# PASSAGE PROVIDED
# Analyzing the Titanic Data

## Introductionary words

This **project** is part of the **[Udacity data analyst nanodegree](https://www.udacity.com/course/data-analyst-nanodegree--nd002)**. This analysis is done by **[Guillaume Simler](https://github.com/guillaumesimler)** as part of his nanodegree's graduation.

For more infos, please have a look at the related **[githup repo](https://github.com/guillaumesimler/nanodap1)**

## Some discussions about the facts

Everybody knows about the story of the RMS Titanic, the unsinkable sunken cruiser, and her catastrophic ending. If it is not the case, please have a look at the [wikipedia page](https://en.wikipedia.org/wiki/RMS_Titanic).

As it was considered unsinkable, there were no need for life boat capacity matching at least the number of passengers and crews. So this error became quite **fatal**.
Actually you would need far more capacity as the sinking of the [Costa Concordia](https://en.wikipedia.org/wiki/Costa_Concordia_disaster) showed.

# EXERCISE OBJECTIVE
Condense the paragraph of the Titanic analysis page that begins "As it was considered unsinkable" into a shorter version that keeps its main facts. Work only from the Titanic analysis page.

[Data records]
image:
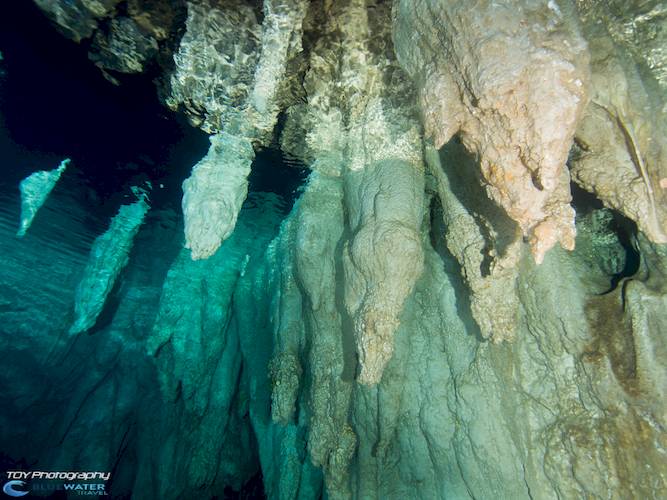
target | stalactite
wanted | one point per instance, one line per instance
(35, 189)
(108, 256)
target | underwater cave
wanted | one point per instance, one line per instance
(333, 249)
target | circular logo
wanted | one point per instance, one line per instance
(8, 488)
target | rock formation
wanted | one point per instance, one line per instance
(441, 314)
(35, 189)
(109, 254)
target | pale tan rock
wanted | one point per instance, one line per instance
(622, 142)
(510, 79)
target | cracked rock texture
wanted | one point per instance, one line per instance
(410, 327)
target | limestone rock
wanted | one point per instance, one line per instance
(108, 256)
(214, 193)
(123, 47)
(215, 62)
(77, 19)
(621, 147)
(35, 189)
(511, 80)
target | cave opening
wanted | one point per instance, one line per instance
(613, 225)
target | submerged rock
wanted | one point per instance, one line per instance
(108, 256)
(419, 324)
(35, 189)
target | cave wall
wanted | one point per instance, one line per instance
(436, 317)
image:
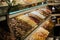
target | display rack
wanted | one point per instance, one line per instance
(12, 14)
(37, 28)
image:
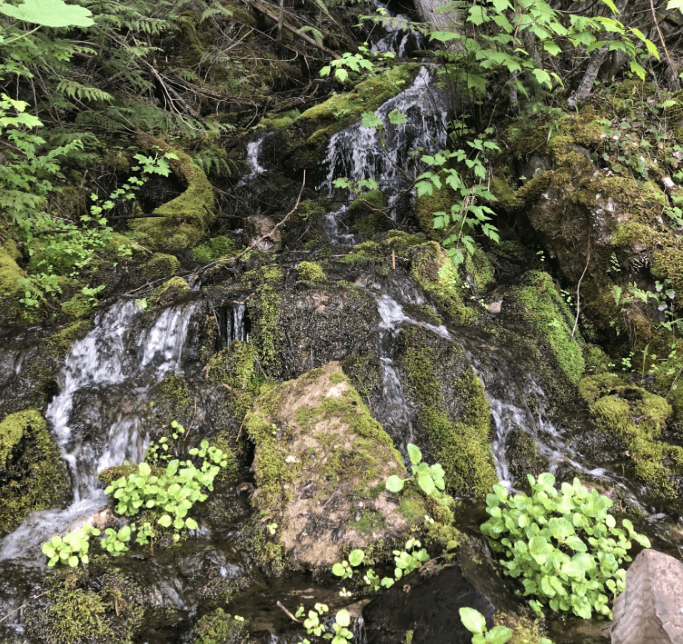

# WRITTEN REPLY
Since the Titanic was thought unsinkable, its lifeboat capacity did not have to match even the number of passengers and crew, and this error proved fatal. The Costa Concordia sinking showed that far more capacity is actually needed.